(Data listing)
<<<<

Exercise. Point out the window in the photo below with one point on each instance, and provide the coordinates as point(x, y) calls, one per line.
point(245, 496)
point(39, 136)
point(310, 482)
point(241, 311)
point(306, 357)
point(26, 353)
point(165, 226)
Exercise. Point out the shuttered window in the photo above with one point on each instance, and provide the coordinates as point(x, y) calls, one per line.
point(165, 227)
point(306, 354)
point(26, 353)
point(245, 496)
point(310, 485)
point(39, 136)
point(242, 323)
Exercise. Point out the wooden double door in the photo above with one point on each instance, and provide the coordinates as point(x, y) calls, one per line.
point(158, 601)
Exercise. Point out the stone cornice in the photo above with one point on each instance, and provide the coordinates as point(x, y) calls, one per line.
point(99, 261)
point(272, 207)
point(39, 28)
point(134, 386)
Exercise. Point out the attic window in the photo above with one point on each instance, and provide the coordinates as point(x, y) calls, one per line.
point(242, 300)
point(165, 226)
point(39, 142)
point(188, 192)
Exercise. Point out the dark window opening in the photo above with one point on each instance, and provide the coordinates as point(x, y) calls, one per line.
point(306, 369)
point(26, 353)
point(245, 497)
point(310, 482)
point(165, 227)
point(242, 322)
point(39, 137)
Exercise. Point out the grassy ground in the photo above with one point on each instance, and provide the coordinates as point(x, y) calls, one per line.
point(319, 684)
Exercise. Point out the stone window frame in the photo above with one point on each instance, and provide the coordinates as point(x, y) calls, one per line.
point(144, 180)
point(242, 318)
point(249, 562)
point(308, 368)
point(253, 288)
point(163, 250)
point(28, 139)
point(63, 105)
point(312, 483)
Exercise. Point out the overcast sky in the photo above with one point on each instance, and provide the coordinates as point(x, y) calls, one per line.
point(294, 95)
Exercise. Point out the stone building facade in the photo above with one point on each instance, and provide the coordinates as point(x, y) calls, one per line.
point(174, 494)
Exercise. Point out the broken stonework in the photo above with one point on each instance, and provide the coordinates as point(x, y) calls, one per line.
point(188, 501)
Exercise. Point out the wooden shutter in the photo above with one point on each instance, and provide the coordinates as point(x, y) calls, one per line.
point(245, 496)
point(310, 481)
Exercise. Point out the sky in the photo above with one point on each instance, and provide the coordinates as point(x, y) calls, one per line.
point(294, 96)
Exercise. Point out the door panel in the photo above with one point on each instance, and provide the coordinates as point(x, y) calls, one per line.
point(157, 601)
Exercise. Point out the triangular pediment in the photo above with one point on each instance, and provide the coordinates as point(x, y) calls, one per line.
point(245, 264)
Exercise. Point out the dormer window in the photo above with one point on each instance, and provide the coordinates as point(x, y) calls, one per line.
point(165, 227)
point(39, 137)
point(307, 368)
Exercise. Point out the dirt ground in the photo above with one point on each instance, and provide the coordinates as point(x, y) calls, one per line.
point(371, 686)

>>>>

EXERCISE:
Please repeat the entries from the line containing "Exercise. Point out the triangular" through the line containing "point(307, 368)", adding 136 to every coordinate in the answers. Leave the other lines unchanged.

COMPLETE ANSWER:
Exercise. Point out the triangular pediment in the photo above with one point on each instance, and provide the coordinates as point(x, y) calls, one per line.
point(381, 400)
Exercise. Point out the dormer window in the photo above with one point on each instance, and provide the coordinates as point(x, y) calls, one per line.
point(301, 363)
point(175, 273)
point(443, 504)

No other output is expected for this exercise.